Re: [PR] Harden documentation link validation to prevent false CI passes [incubator-hugegraph-doc]

via GitHub Tue, 10 Feb 2026 22:14:28 -0800


imbajin commented on code in PR #452:
URL: 
https://github.com/apache/incubator-hugegraph-doc/pull/452#discussion_r2791586905



##########
dist/validate-links.sh:
##########
@@ -1,63 +1,249 @@
 #!/bin/bash
 
-# Configuration
 CONTENT_DIR="content"
 EXIT_CODE=0
 
+VERBOSE="${VERBOSE:-0}"
+
+log_verbose() {
+    [[ "$VERBOSE" == "1" ]] && echo "Info: $*"
+}
+
+
+ASSET_EXTENSIONS_REGEX='png|jpg|jpeg|svg|gif|webp|avif|ico|xml|yaml|yml|json|css|js|pdf|zip|tar.gz|woff|woff2|ttf|eot|mp4|webm'
+SCRIPT_DIR="$(cd "$(dirname "${BASH_SOURCE[0]}")" && pwd)" || exit 1
+REPO_ROOT="$(cd "$SCRIPT_DIR/.." && pwd)" || exit 1
+CONTENT_ROOT="$(cd "$REPO_ROOT/$CONTENT_DIR" && pwd)" || exit 1
+
+if [[ ! -d "$CONTENT_ROOT" ]]; then
+    echo "Error: content directory not found. Run from repository root."
+    exit 1
+fi
+
+normalize_link() {
+    local link="$1"
+
+    # Decode common URL-encoded characters explicitly
+    link="${link//%20/ }"   # space
+    link="${link//%23/#}"   # hash
+    link="${link//%2F/\/}"  # forward slash
+
+    # Generic percent-decoding for remaining cases
+    link="${link//%/\\x}"
+    link="$(printf '%b' "$link")"
+
+    link="${link%%#*}"
+    link="${link%%\?*}"
+
+    if [[ "$link" != "/" ]]; then
+        link="${link%/}"
+    fi
+
+    printf "%s" "$link"
+}
+
+canonicalize_path() {
+    local path="$1"
+    local result=()

Data records:
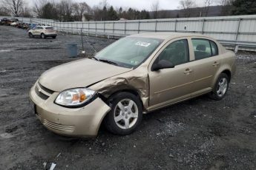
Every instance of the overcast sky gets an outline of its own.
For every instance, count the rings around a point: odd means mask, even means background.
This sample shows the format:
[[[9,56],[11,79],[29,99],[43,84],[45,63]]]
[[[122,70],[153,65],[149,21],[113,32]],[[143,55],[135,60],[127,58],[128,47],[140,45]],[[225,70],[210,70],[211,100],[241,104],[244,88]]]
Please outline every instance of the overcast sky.
[[[33,5],[33,1],[34,0],[27,0],[29,1],[30,5]],[[56,0],[58,1],[58,0]],[[122,7],[125,9],[125,7],[133,7],[138,10],[151,10],[151,4],[156,0],[108,0],[108,3],[110,5],[113,5],[114,7]],[[202,4],[205,0],[194,0],[197,4]],[[85,1],[91,7],[99,4],[102,0],[73,0],[73,1]],[[180,6],[180,0],[159,0],[160,9],[160,10],[176,10],[178,9]]]

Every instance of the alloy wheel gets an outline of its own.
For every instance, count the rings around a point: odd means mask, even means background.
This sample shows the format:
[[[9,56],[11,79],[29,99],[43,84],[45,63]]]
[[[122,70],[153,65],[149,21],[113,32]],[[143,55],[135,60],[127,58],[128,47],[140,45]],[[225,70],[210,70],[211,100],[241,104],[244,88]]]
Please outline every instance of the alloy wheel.
[[[114,113],[116,124],[121,129],[128,129],[137,121],[139,109],[134,101],[125,98],[116,104]]]

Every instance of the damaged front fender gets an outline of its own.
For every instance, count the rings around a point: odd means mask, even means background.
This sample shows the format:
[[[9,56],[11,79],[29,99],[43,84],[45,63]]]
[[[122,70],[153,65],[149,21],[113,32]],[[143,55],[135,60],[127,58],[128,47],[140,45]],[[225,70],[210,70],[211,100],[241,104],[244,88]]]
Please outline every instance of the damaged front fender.
[[[106,98],[119,91],[132,90],[140,95],[144,109],[148,108],[148,75],[144,67],[109,78],[92,85],[90,89]]]

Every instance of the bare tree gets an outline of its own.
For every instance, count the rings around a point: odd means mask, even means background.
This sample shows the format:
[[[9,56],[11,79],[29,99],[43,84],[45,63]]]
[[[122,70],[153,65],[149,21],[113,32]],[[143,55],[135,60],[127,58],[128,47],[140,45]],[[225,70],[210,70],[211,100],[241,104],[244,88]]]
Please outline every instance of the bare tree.
[[[196,3],[193,0],[182,0],[180,1],[180,7],[183,10],[185,17],[190,17],[192,8],[196,7]]]
[[[231,13],[231,7],[234,0],[218,0],[218,4],[221,5],[221,15],[227,16]]]
[[[33,11],[35,16],[42,17],[42,8],[47,3],[47,0],[35,0]]]
[[[8,16],[10,15],[10,10],[8,10],[4,7],[0,7],[0,16]]]
[[[88,14],[91,10],[91,7],[86,2],[81,2],[81,3],[73,3],[73,11],[79,17],[79,21],[82,21],[82,17],[85,16],[85,14]]]
[[[62,21],[72,21],[72,1],[62,0],[57,4],[57,10]]]
[[[158,18],[159,8],[160,8],[159,0],[156,0],[151,4],[151,10],[153,12],[153,18],[155,19]]]
[[[203,2],[203,8],[202,16],[207,16],[210,6],[213,4],[214,0],[205,0]]]
[[[14,16],[19,16],[23,8],[23,0],[2,0],[6,8],[11,11]]]

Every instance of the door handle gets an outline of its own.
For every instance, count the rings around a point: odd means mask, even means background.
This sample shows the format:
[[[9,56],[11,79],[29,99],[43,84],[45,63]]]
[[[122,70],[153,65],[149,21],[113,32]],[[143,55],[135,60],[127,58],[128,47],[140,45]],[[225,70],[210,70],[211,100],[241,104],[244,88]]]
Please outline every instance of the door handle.
[[[214,63],[212,64],[212,66],[216,67],[218,66],[220,64],[220,63],[214,61]]]
[[[184,72],[184,74],[189,74],[190,72],[191,72],[193,70],[190,69],[186,69]]]

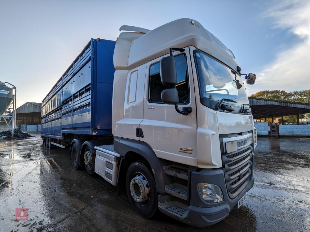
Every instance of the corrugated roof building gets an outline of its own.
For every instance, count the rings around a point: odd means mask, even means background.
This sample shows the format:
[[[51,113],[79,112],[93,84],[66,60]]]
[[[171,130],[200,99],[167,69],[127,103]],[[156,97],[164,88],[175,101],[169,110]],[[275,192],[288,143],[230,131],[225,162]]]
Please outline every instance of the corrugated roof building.
[[[16,125],[38,125],[41,124],[41,103],[28,101],[16,109]]]

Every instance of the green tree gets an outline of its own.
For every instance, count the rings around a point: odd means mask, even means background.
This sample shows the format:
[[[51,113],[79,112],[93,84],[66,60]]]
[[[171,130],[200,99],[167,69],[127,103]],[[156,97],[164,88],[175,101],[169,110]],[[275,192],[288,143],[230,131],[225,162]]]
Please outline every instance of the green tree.
[[[263,90],[251,95],[251,97],[279,101],[310,103],[310,89],[286,92],[284,90]]]

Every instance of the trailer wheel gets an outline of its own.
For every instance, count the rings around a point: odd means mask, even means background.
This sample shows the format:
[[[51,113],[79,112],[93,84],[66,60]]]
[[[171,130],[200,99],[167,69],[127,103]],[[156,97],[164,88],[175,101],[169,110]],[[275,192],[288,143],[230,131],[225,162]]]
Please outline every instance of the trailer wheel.
[[[131,206],[146,218],[154,216],[157,209],[156,184],[153,175],[145,164],[133,163],[126,175],[126,189]]]
[[[92,156],[92,150],[86,145],[84,153],[84,163],[86,171],[90,175],[95,173],[95,159]]]
[[[75,169],[77,170],[78,169],[78,146],[75,143],[72,145],[72,148],[71,149],[71,162],[72,166]]]

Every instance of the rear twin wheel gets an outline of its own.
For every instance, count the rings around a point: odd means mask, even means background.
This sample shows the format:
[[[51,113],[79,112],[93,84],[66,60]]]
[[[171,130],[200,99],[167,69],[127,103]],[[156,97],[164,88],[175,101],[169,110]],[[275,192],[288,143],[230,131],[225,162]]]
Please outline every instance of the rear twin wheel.
[[[87,173],[92,175],[95,172],[95,157],[93,155],[93,150],[86,146],[84,153],[84,163]]]

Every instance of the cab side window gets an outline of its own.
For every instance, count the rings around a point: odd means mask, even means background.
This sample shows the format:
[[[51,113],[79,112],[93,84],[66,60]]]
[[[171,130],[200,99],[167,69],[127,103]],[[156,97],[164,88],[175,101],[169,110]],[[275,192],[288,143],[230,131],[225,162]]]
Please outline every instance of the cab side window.
[[[176,67],[177,83],[176,88],[179,93],[179,104],[187,104],[189,102],[187,64],[185,54],[175,57]],[[162,92],[172,86],[164,85],[162,84],[159,71],[159,62],[150,67],[148,101],[153,103],[163,103],[162,101]]]

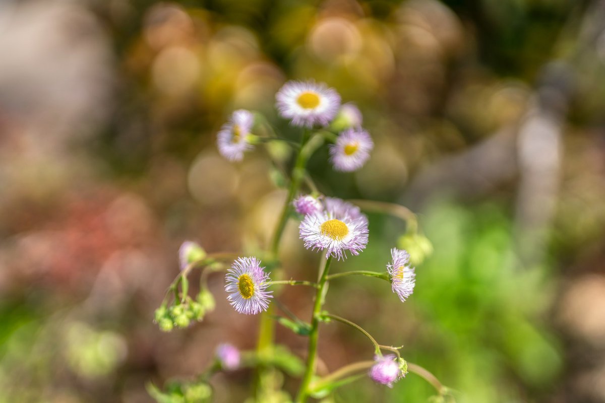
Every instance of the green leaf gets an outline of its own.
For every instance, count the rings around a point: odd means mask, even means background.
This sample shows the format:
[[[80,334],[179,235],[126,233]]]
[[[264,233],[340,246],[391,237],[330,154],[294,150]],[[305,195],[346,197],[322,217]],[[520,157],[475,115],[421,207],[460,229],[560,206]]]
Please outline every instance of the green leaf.
[[[295,322],[287,318],[279,316],[273,317],[273,319],[277,321],[278,323],[284,327],[289,329],[297,335],[308,336],[311,332],[311,325],[302,321],[296,321]]]

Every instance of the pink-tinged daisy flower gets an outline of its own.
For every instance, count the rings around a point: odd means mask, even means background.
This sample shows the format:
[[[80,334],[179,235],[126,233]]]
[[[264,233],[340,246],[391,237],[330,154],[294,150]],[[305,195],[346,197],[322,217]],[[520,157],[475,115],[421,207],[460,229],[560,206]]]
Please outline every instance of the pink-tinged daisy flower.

Instructions:
**A.** In the validate-links.sh script, how does normalize_link decode percent-encoded characters, and what reason do the script's comments give for each step? Answer in one to three sentences.
**B.** Carry on the validate-links.sh script from the start of the canonicalize_path function.

Answers for the exercise:
**A.** Its comments say it first decodes common URL-encoded characters explicitly, turning %20 into a space, %23 into #, and %2F into /. Then, for the remaining cases, it does generic percent-decoding by replacing every % with \x and passing the result through printf '%b'.

**B.**
+    local part
+
+    IFS='/' read -r -a parts <<< "$path"
+
+    for part in "${parts[@]}"; do
+        if [[ -z "$part" || "$part" == "." ]]; then
+            continue
+        elif [[ "$part" == ".." ]]; then
+            if [[ ${#result[@]} -gt 0 ]]; then
+                unset 'result[-1]'
+            fi
+        else
+            result+=("$part")
+        fi
+    done
+
+    if [[ ${#result[@]} -eq 0 ]]; then
+        printf "/"
+    else
+        ( IFS='/'; printf "/%s" "${result[*]}" )
+    fi
+}
+
+resolve_real_path() {
+    local path="$1"
+
+    if command -v python3 >/dev/null 2>&1; then
+        # Use Python to compute realpath which resolves symlinks AND 
normalizes paths
+        # Python's os.path.realpath is tolerant of non-existent final targets
+        python3 - <<'PY' "$path"
+import os
+import sys
+p = sys.argv[1]
+print(os.path.realpath(p))
+PY
+    else
+        # Fallback: Normalize without symlink resolution if Python3 unavailable
+        # Note: This won't resolve symlinks, only normalize .. and . components
+        canonicalize_path "$path"
+    fi
+}
+
+check_internal_link() {
+    local link="$1"
+    local file="$2"
+    local line_no="$3"
+    local clean_link
+    local target_path
+    local location
+
+    clean_link="$(normalize_link "$link")"
+
+    [[ -z "$clean_link" || "$clean_link" == "#" ]] && return 0
+
+    if [[ "$clean_link" == "{{"* ]]; then
+        log_verbose "Skipping Hugo shortcode link: $link ($file:$line_no)"
+        return 0
+    fi
+
+    local clean_lower="${clean_link,,}"
+
+    if [[ "$clean_lower" == http://* || "$clean_lower" == https://* || 
"$clean_lower" == "//"* ]]; then
+        log_verbose "Skipping external link: $link ($file:$line_no)"
+        return 0
+    fi
+
+    case "$clean_lower" in
+        mailto:*|tel:*|javascript:*|data:*)
+            return 0
+            ;;
+    esac
+
+    if [[ "$clean_link" == /docs/* ]]; then
+        target_path="$CONTENT_ROOT/en${clean_link}"
+    elif [[ "$clean_link" == /cn/docs/* ]]; then
+        target_path="$CONTENT_ROOT${clean_link}"
+    elif [[ "$clean_link" == /* ]]; then
+        # Skip validation for ambiguous absolute paths (Hugo runtime URLs)
+        location="$file"
+        [[ -n "$line_no" ]] && location="$file:$line_no"
+        echo "Warning: Skipping validation for ambiguous absolute path"
+        echo "  File: $location"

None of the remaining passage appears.